____ GIVEN TEXT

[jira] [Updated] (CASSANDRA-9033) Upgrading from 2.1.1 to 2.1.3 with LCS and many sstable files makes nodes unresponsive

Philip Thompson (JIRA) Wed, 25 Mar 2015 07:44:21 -0700

     [ 
https://issues.apache.org/jira/browse/CASSANDRA-9033?page=com.atlassian.jira.plugin.system.issuetabpanels:all-tabpanel
 ]


Philip Thompson updated CASSANDRA-9033:
---------------------------------------
    Assignee: Marcus Eriksson

> Upgrading from 2.1.1 to 2.1.3 with LCS  and many sstable files makes nodes 
> unresponsive
> ---------------------------------------------------------------------------------------
>
>                 Key: CASSANDRA-9033
>                 URL: https://issues.apache.org/jira/browse/CASSANDRA-9033
>             Project: Cassandra
>          Issue Type: Bug
>         Environment: * Ubuntu 14.04.2 - Linux ip-10-0-2-122 3.13.0-46-generic 
> #79-Ubuntu SMP Tue Mar 10 20:06:50 UTC 2015 x86_64 x86_64 x86_64 GNU/Linux
> * EC2 m2-xlarge instances [4cpu, 16GB RAM, 1TB storage on 3 platters]
> * 12 nodes running a mix of 2.1.1 and 2.1.3
> * 8GB stack size with offheap objects
>            Reporter: Brent Haines
>            Assignee: Marcus Eriksson
>            Priority: Blocker
>         Attachments: cassandra-env.sh, cassandra.yaml, system.log.1.zip
>
>
> We have an Event Log table using LCS that has grown fast. There are more than 
> 100K sstable files that are around 1KB. Increasing compactors and adjusting 
> compaction throttling upward doesn't make a difference. It has been running 
> great though until we upgraded to 2.1.3. Those nodes needed more RAM for the 
> stack (12 GB) to even have a prayer of responding to queries. They bog down 
> and become unresponsive. There are no GC messages that I can see, and no 
> compaction either. 
> The only work-around I have found is to decommission, blow away the big CF 
> and rejoin. That happens in about 20 minutes and everything is freaking happy 
> again. The size of the files is more like what I'd expect as well.

________
____ GIVEN INFORMATION

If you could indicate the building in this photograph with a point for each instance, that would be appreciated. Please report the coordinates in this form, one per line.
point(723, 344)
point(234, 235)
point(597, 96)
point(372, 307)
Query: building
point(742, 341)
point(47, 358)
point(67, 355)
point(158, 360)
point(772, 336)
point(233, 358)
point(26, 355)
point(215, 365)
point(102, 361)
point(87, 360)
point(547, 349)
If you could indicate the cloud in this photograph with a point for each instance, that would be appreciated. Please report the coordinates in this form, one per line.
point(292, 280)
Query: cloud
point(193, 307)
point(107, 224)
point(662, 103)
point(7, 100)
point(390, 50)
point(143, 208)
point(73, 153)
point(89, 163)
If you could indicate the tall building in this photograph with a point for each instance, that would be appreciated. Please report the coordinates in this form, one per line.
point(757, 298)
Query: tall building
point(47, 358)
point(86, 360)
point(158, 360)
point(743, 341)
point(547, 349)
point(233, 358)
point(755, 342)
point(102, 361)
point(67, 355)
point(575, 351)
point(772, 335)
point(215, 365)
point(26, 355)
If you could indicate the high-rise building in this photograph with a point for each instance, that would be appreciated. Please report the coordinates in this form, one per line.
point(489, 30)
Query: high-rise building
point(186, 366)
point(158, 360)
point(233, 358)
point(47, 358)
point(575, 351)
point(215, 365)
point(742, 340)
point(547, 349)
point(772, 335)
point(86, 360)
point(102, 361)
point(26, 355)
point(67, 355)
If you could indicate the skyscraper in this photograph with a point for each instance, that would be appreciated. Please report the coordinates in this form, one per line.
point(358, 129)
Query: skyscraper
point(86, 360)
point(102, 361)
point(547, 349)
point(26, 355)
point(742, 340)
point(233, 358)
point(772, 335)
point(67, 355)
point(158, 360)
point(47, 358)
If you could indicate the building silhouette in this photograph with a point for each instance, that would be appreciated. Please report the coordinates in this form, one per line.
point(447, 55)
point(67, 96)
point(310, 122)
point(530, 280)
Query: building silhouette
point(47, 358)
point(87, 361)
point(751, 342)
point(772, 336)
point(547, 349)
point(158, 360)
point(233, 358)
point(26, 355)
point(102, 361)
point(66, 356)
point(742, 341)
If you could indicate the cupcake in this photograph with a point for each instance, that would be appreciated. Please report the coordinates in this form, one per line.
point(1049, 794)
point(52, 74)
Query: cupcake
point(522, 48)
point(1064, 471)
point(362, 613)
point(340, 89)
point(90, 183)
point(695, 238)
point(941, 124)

________

- **WRITTEN REQUEST 1**
In the issue report, what priority is set for CASSANDRA-9033?
- **WRITTEN REQUEST 2**
List every file attached to the issue report.

- **SOLUTION 1**
Blocker

- **SOLUTION 2**
cassandra-env.sh, cassandra.yaml, system.log.1.zip